▶ [Stored data]
——————

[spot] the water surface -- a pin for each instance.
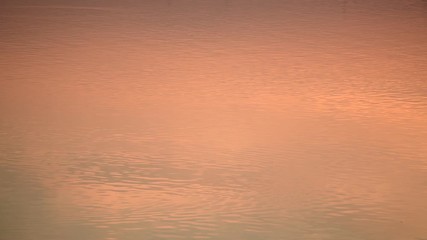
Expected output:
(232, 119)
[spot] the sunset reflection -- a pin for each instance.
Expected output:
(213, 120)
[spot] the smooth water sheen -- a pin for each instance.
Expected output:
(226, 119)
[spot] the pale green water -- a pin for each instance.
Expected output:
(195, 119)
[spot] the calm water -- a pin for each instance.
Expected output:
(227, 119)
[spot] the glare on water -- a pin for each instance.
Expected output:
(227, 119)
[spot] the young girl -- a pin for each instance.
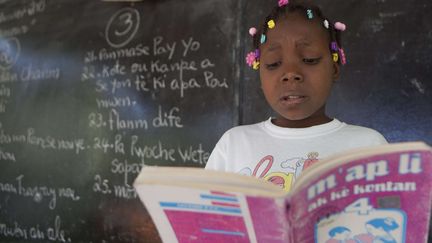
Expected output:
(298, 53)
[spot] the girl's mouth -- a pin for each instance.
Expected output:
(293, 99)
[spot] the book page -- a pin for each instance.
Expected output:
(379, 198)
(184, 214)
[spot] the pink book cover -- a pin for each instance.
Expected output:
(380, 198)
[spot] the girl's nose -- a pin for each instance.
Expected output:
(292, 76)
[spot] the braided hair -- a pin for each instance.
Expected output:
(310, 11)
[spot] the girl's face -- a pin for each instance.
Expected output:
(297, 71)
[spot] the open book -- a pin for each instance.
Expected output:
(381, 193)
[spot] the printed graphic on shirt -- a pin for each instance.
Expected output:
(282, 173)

——————

▶ [Requirements] Strip out the pictures and quote the remaining data word for word.

▶ [Answer for this exercise]
[spot] the water surface -- a pin for each instance.
Expected output:
(232, 119)
[spot] the sunset reflection -- a pin for each instance.
Expected output:
(213, 120)
[spot] the smooth water sheen -- a pin for each instance.
Expected output:
(226, 119)
[spot] the pale green water -- a pin for each instance.
Expected output:
(195, 119)
[spot] the calm water -- a pin for each instance.
Expected output:
(227, 119)
[spot] the glare on water -- a pin for each instance.
Expected output:
(227, 119)
[spot] the young girl -- a pin for each instance.
Expected output:
(298, 53)
[spot] the girl's mouth -- a pin for each instance.
Expected output:
(293, 99)
[spot] the book page -- a pin for each instance.
Expected output:
(379, 198)
(184, 214)
[spot] the pink book cover -- a pin for each instance.
Expected output:
(380, 198)
[spot] the girl's nose -- a pin for each instance.
Expected output:
(292, 76)
[spot] the braided hair -- a pin for each instance.
Expected output:
(310, 11)
[spot] the girl's face -- a pin for each instance.
Expected output:
(297, 71)
[spot] the open book -- a pin for each instance.
Expected output:
(381, 193)
[spot] the printed graphic on shirt -- a pin for each instance.
Expected output:
(282, 173)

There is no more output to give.